Alıntı -
◆ ◆ ◆ ◆ ◆ ◆ ◆

Hayata geçirdiği projelerle Eskişehir’i tüm Türkiye’nin gıptayla baktığı bir Avrupa kentine dönüştüren Prof. Dr. Yılmaz Büyükerşen Haberes Dergisi’ne konuk oldu.
Yılmaz Büyükerşen; tozu, çamuru, suyu pis akan Porsuk Çayı ile anılan Eskişehir’i, tüm Türkiye’nin örnek aldığı bir kent haline getirdi. İçinde yaşayan insanların gittikleri başka kentlerde ‘ben Eskişehirliyim’ diye büyük gurur duydukları modern şehir oluşturdu. Eskişehir’in modern ve çağdaş yüzünü ortaya çıkardı. Bazı insanlar, o şehrin kaderi oluyor veya kaderini değiştiriyor. Bir şehrin kaderini değiştiren, 0n yıllar, yüzyıllar geçse de adı hep bu şehirle beraber yaşayacak olan Prof. Dr. Yılmaz Büyükerşen, Haberes Dergisi Genel Yayın Yönetmeni Ayhan Aydıner’e samimi açıklamalarda bulundu.
1999’da ilk seçildiğinizde Eskişehir nasıldı? O günden bugüne nasıl gelindi? Eskişehir’deki bu gelişimi anlatır mısınız?
1999'da ilk seçildiğimde Eskişehir'in kronikleşmiş sorunları giderek büyüyordu. İster istemez nüfus artıyor, buna karşın özellikle belediye hizmetleri rasyonel bir şekilde artmıyordu. Örneğin Porsuk. Sümerbank Fabrikası’nın attığı basma baskı boyaları ve diğer fabrikaların sanayi atıkları nedeniyle, her gün ayrı bir renkte akıyor, birçok kanalizasyon oraya dökülüyordu. O dönem dünyanın en kirli akarsularından biriydi, içinde sivrisinek larvası bile yaşamıyordu. Oysa benim çocukluk ve gençlik yıllarımda, Eskişehirli gençler yüzmeyi Porsuk'ta öğrenirlerdi, o kadar temiz idi. Ancak zamanla tabanındaki çamur birikmiş, atıklar nedeniyle de bazen dayanılmaz bir koku yayan bir çay haline gelmişti. Biliyorsunuz ilk projemiz Porsuk'un ıslah edilmesi olmuştur.
Toplu ulaşımda kullanılan otobüsler son derece eski, bakımsız ve kalitesizdi. Üstelik şehir içi ulaşım yalnızca lastik tekerlekli araçlarla değil at arabaları ile de yapıldığı için hem trafiği zorlaştırıyor, hem de çevreye ve doğaya daha çok zarar veriyordu. Hızla sistemde önemli düzenlemeler yaptık. O dönem hem özel halk otobüslerinin hem de belediyenin sahip olduğu otobüslerin yenilenmesini sağladık ve beş yaşından büyük araçların kullanılmasını yasakladık. Bir taraftan 1999 depreminin yaralarını sarmaya çalışırken, bir taraftan da tramvay projesini hazırlayıp, kaynak arayışına giriştik. Büyük 1999 depremi nedeniyle hükümetten destek bulma şansımız yoktu. Rektörlüğüm döneminde üniversite de hazırladığımız projeleri aldım ve yurt dışında kaynak arayışına giriştim.

◆ ◆ ◆ ◆ ◆ ◆ ◆

Satırlar -
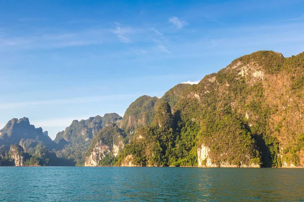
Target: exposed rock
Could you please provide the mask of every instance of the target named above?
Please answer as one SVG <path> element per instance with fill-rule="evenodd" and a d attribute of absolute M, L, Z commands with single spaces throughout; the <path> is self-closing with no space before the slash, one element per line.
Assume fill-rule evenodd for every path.
<path fill-rule="evenodd" d="M 11 145 L 9 154 L 15 162 L 15 166 L 23 166 L 24 159 L 22 153 L 22 147 L 18 144 Z"/>
<path fill-rule="evenodd" d="M 243 164 L 241 162 L 240 165 L 234 165 L 227 162 L 221 162 L 218 165 L 212 163 L 209 157 L 209 153 L 210 149 L 202 144 L 201 147 L 198 148 L 198 161 L 199 167 L 222 167 L 222 168 L 260 168 L 258 164 L 251 163 L 249 165 Z"/>
<path fill-rule="evenodd" d="M 94 136 L 86 155 L 85 166 L 97 166 L 105 157 L 116 157 L 124 148 L 124 136 L 122 130 L 116 125 L 107 124 Z M 110 165 L 106 165 L 108 162 L 101 164 Z"/>
<path fill-rule="evenodd" d="M 26 117 L 12 119 L 0 130 L 0 146 L 18 144 L 22 139 L 29 139 L 42 141 L 50 149 L 56 146 L 47 132 L 44 132 L 41 128 L 35 128 Z"/>

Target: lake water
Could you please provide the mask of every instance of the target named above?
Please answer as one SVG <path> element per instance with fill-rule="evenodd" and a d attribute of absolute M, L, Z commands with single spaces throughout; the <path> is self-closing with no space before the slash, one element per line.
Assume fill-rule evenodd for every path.
<path fill-rule="evenodd" d="M 0 201 L 304 201 L 304 169 L 0 167 Z"/>

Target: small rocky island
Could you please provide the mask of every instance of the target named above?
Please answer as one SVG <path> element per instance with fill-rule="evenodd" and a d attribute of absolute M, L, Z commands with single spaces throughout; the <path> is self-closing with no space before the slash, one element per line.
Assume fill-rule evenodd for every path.
<path fill-rule="evenodd" d="M 198 84 L 143 95 L 124 117 L 73 121 L 54 141 L 28 119 L 0 130 L 0 166 L 304 167 L 304 53 L 259 51 Z"/>

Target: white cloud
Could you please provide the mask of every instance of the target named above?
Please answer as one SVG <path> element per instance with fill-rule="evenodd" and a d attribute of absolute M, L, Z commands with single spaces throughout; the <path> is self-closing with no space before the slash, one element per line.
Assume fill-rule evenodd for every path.
<path fill-rule="evenodd" d="M 169 19 L 169 22 L 172 23 L 173 25 L 176 26 L 178 29 L 180 29 L 184 26 L 187 24 L 186 21 L 183 20 L 180 20 L 178 17 L 173 16 L 172 18 Z"/>
<path fill-rule="evenodd" d="M 188 84 L 193 85 L 193 84 L 197 84 L 198 83 L 199 83 L 200 82 L 200 81 L 188 81 L 180 83 L 187 83 Z"/>
<path fill-rule="evenodd" d="M 157 30 L 156 29 L 154 29 L 154 28 L 150 28 L 151 30 L 154 31 L 156 33 L 159 34 L 159 35 L 160 35 L 161 36 L 163 36 L 163 34 L 162 34 L 161 32 L 160 32 L 159 31 L 158 31 L 158 30 Z"/>
<path fill-rule="evenodd" d="M 103 100 L 123 100 L 128 97 L 137 96 L 140 94 L 117 94 L 95 97 L 74 97 L 66 99 L 56 99 L 19 103 L 0 103 L 0 109 L 25 108 L 30 106 L 60 105 L 72 104 L 93 103 Z"/>
<path fill-rule="evenodd" d="M 113 32 L 116 34 L 120 41 L 124 43 L 129 43 L 131 42 L 131 40 L 128 36 L 128 35 L 133 32 L 132 29 L 130 27 L 122 28 L 121 26 L 121 24 L 118 23 L 116 23 L 115 25 L 116 26 L 116 29 Z"/>
<path fill-rule="evenodd" d="M 163 44 L 158 44 L 158 48 L 162 50 L 162 52 L 165 52 L 165 53 L 167 53 L 168 54 L 171 54 L 171 52 L 170 52 L 170 51 L 168 50 L 168 49 L 167 49 L 167 47 L 166 47 L 165 46 L 164 46 Z"/>

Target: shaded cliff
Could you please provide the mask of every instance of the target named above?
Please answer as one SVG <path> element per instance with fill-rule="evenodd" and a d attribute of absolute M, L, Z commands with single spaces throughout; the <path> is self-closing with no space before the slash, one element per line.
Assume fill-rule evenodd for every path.
<path fill-rule="evenodd" d="M 19 144 L 22 139 L 41 141 L 50 149 L 56 148 L 57 144 L 44 132 L 42 128 L 35 128 L 30 125 L 28 119 L 13 119 L 0 130 L 0 146 Z"/>
<path fill-rule="evenodd" d="M 162 121 L 155 107 L 118 165 L 304 167 L 303 78 L 304 53 L 241 57 L 185 87 Z"/>
<path fill-rule="evenodd" d="M 125 145 L 126 135 L 115 124 L 108 123 L 92 141 L 85 166 L 110 166 Z"/>
<path fill-rule="evenodd" d="M 57 133 L 54 141 L 59 157 L 73 160 L 77 165 L 84 165 L 84 157 L 93 137 L 108 123 L 119 123 L 122 117 L 116 113 L 96 116 L 80 121 L 74 120 L 64 131 Z"/>

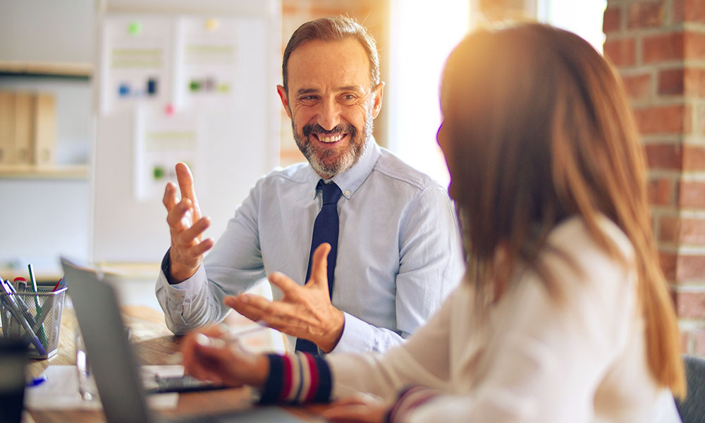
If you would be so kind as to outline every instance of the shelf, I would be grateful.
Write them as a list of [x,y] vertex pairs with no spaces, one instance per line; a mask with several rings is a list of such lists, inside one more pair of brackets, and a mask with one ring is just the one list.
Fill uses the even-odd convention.
[[0,61],[0,73],[90,78],[93,75],[93,66],[83,63]]
[[0,178],[14,179],[87,179],[88,166],[74,165],[3,165]]

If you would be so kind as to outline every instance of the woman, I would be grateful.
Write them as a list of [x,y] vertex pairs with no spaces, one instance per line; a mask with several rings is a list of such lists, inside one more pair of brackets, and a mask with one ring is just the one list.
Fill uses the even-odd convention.
[[263,387],[264,402],[381,398],[341,401],[333,419],[680,422],[678,329],[613,70],[565,31],[483,30],[451,53],[441,103],[467,252],[441,311],[384,355],[258,356],[193,335],[188,371]]

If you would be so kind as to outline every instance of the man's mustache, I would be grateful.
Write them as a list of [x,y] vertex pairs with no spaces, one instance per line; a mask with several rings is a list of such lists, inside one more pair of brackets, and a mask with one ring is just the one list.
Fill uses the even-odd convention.
[[343,133],[348,133],[350,135],[350,137],[355,137],[357,131],[355,128],[355,126],[352,126],[352,125],[350,123],[341,123],[339,125],[336,125],[336,127],[331,130],[324,129],[318,123],[309,123],[308,125],[305,125],[304,127],[301,128],[301,132],[304,134],[305,137],[308,138],[309,135],[311,134],[331,135]]

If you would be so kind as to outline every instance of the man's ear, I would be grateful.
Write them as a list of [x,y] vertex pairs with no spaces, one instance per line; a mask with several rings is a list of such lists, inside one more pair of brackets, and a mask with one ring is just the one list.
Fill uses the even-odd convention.
[[286,90],[284,89],[283,85],[276,86],[276,93],[279,94],[279,99],[281,99],[281,105],[284,106],[284,111],[286,112],[286,116],[291,118],[291,109],[289,108],[289,99],[286,97]]
[[377,117],[379,114],[379,109],[382,108],[382,94],[384,91],[384,82],[379,82],[377,86],[372,89],[374,100],[372,102],[372,118]]

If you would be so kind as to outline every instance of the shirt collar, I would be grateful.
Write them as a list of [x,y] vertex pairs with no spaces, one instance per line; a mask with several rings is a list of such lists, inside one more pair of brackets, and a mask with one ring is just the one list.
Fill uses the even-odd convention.
[[[345,172],[336,175],[331,179],[326,180],[326,182],[330,180],[335,182],[343,191],[343,196],[350,200],[357,188],[367,178],[372,169],[374,168],[374,165],[376,164],[380,154],[379,146],[377,145],[374,138],[370,137],[367,140],[364,152],[362,153],[362,156],[360,157],[357,163]],[[317,173],[310,166],[309,168],[311,171],[311,176],[309,178],[313,183],[312,185],[315,189],[316,184],[321,179],[321,176]],[[315,192],[314,195],[315,195]]]

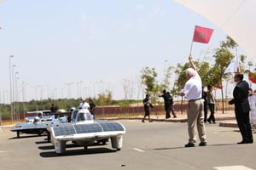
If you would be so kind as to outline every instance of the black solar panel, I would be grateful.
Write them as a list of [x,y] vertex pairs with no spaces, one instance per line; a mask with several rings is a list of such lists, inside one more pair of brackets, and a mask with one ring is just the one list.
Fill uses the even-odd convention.
[[124,128],[122,125],[117,122],[101,122],[103,132],[108,131],[124,131]]
[[60,123],[53,126],[55,136],[70,135],[75,134],[76,131],[73,124],[70,123]]
[[60,123],[53,126],[53,131],[56,137],[87,133],[125,131],[125,129],[120,123],[103,122],[88,124]]
[[78,125],[74,125],[74,128],[77,131],[77,133],[102,132],[102,127],[99,123],[78,124]]

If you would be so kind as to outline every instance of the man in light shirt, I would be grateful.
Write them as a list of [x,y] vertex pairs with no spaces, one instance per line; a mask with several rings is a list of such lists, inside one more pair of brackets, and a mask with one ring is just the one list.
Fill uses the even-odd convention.
[[85,99],[83,99],[82,103],[79,105],[79,109],[89,109],[90,105],[85,101]]
[[189,60],[192,68],[186,70],[187,82],[184,88],[178,93],[180,96],[186,96],[188,99],[187,116],[189,143],[185,147],[194,147],[196,142],[196,129],[201,143],[199,146],[207,145],[206,128],[204,124],[203,101],[201,100],[201,79],[192,61],[191,54]]

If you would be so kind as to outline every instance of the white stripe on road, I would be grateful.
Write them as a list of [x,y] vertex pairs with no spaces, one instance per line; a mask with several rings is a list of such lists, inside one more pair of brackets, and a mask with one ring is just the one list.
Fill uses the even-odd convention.
[[225,166],[225,167],[213,167],[217,170],[253,170],[250,167],[247,167],[241,165],[236,165],[236,166]]
[[133,148],[133,150],[137,150],[137,151],[139,151],[139,152],[144,152],[144,150],[140,150],[140,149],[137,149],[137,148]]

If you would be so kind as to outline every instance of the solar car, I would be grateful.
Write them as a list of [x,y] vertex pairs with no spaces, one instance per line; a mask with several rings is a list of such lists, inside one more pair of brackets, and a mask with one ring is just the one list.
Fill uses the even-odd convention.
[[87,109],[74,110],[71,119],[72,122],[47,127],[55,153],[64,153],[68,141],[87,149],[96,143],[106,143],[111,139],[113,149],[119,150],[122,148],[125,128],[120,122],[96,120]]

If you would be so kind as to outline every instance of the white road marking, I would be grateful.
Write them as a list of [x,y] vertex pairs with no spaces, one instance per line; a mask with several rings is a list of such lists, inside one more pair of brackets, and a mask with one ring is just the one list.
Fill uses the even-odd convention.
[[139,151],[139,152],[144,152],[144,150],[140,150],[140,149],[137,149],[137,148],[133,148],[133,150],[137,150],[137,151]]
[[217,170],[253,170],[250,167],[247,167],[242,165],[215,167],[213,168]]

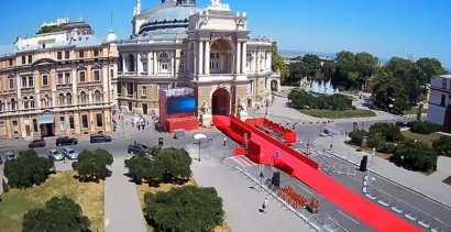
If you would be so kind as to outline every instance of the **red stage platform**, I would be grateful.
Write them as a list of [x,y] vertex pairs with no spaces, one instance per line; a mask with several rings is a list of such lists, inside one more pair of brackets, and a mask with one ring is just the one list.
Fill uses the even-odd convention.
[[[219,130],[239,143],[243,143],[244,133],[249,139],[249,158],[258,164],[268,164],[273,156],[274,166],[315,189],[343,211],[365,222],[377,231],[421,231],[393,212],[373,201],[351,191],[346,187],[319,170],[319,164],[299,154],[289,146],[271,137],[254,126],[233,117],[213,117]],[[275,154],[278,154],[278,157]]]

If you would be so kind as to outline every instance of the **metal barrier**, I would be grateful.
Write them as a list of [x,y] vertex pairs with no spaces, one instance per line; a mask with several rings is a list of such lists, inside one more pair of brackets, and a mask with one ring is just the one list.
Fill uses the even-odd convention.
[[[251,168],[246,169],[245,167],[240,167],[234,162],[230,162],[230,161],[233,161],[233,157],[224,158],[222,163],[235,170],[239,170],[240,173],[245,175],[248,178],[250,178],[252,181],[260,185],[262,189],[267,191],[274,199],[278,200],[285,208],[287,208],[293,213],[295,213],[297,217],[302,219],[311,229],[315,229],[316,231],[322,231],[322,230],[344,231],[344,232],[348,231],[330,217],[329,217],[328,224],[324,224],[324,222],[320,218],[320,214],[312,214],[305,208],[299,208],[298,210],[296,210],[294,207],[292,207],[292,206],[295,206],[295,202],[287,196],[284,196],[284,195],[278,196],[277,195],[278,188],[273,186],[270,179],[266,179],[265,181],[261,183],[260,174],[255,173]],[[336,228],[339,228],[340,230],[333,230]]]

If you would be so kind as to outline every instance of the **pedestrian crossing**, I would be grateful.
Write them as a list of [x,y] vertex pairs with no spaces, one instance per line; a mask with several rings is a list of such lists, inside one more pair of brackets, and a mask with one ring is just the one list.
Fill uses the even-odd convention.
[[233,156],[232,159],[239,164],[241,167],[253,167],[256,166],[257,164],[253,163],[251,159],[249,159],[244,155],[239,155],[239,156]]

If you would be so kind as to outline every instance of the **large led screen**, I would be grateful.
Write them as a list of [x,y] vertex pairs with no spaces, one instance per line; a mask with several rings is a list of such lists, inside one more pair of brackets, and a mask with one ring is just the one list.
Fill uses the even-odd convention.
[[196,110],[195,97],[173,97],[167,99],[167,113],[190,113]]

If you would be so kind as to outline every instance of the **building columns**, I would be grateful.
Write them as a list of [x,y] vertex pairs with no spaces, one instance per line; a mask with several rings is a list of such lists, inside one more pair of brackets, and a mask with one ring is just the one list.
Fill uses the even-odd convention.
[[241,74],[241,42],[237,42],[237,53],[235,53],[235,74]]
[[210,42],[205,42],[205,74],[210,74]]
[[248,44],[245,42],[242,43],[243,44],[243,51],[241,52],[241,74],[245,73],[245,67],[246,67],[246,62],[248,62]]
[[204,74],[204,41],[199,41],[199,63],[198,63],[198,74],[202,75]]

◆ ◆ ◆ ◆ ◆ ◆ ◆

Yönergeler -
**1.** Büyükerşen söyleşisine göre belediyenin ilk projesi ne olmuştur?
**2.** Büyükerşen söyleşisinden "Yılmaz Büyükerşen; tozu, çamuru, suyu" sözleriyle başlayıp "gelişimi anlatır mısınız?" sözlerine kadar süren kısmı aynen tekrarlayın.
**3.** Büyükerşen söyleşisinin devamını, metnin bittiği yerden itibaren yazın.
Öğeler başka bir kaynaktan alınmıştır.

Cevaplar -
**1.** Porsuk'un ıslah edilmesi.

**2.**
Yılmaz Büyükerşen; tozu, çamuru, suyu pis akan Porsuk Çayı ile anılan Eskişehir’i, tüm Türkiye’nin örnek aldığı bir kent haline getirdi. İçinde yaşayan insanların gittikleri başka kentlerde ‘ben Eskişehirliyim’ diye büyük gurur duydukları modern şehir oluşturdu. Eskişehir’in modern ve çağdaş yüzünü ortaya çıkardı. Bazı insanlar, o şehrin kaderi oluyor veya kaderini değiştiriyor. Bir şehrin kaderini değiştiren, 0n yıllar, yüzyıllar geçse de adı hep bu şehirle beraber yaşayacak olan Prof. Dr. Yılmaz Büyükerşen, Haberes Dergisi Genel Yayın Yönetmeni Ayhan Aydıner’e samimi açıklamalarda bulundu.
1999’da ilk seçildiğinizde Eskişehir nasıldı? O günden bugüne nasıl gelindi? Eskişehir’deki bu gelişimi anlatır mısınız?

**3.**
Eskişehir yeşil alan bakımından da son derece fakirdi. Uygun ve henüz yapılaşmaya açılmamış alanlar bulup, tamamen kendi insan gücü ekiplerimiz ve öz kaynaklarımızla büyük parklar yapmaya başladık.
Velhasıl Eskişehir, kendine has hiç bir özelliği olmayan, şehir dışından insanların mecbur olmadıkça gelmedikleri ya da başka şehirlere giderken içinden bir an önce geçip gittikleri bir şehirdi. En büyük özelliği kışın soğuğu, yazın çamuru ve tozuydu. Şehirde yaşayan insanların en büyük hayali, kendileri başka şehirlere gidip yerleşememiş olmalarına karşın çocuklarının bir an önce Eskişehir'den gidip, başka şehirlerde yaşamalarını istiyorlardı. Cumhuriyetin ilk yıllarından itibaren büyük bir gelişme gösteren şehir, 1950'li yıllardan itibaren unutulmuş, bir kenara bırakılmış, kendi kaderine terk edilmiş gibiydi.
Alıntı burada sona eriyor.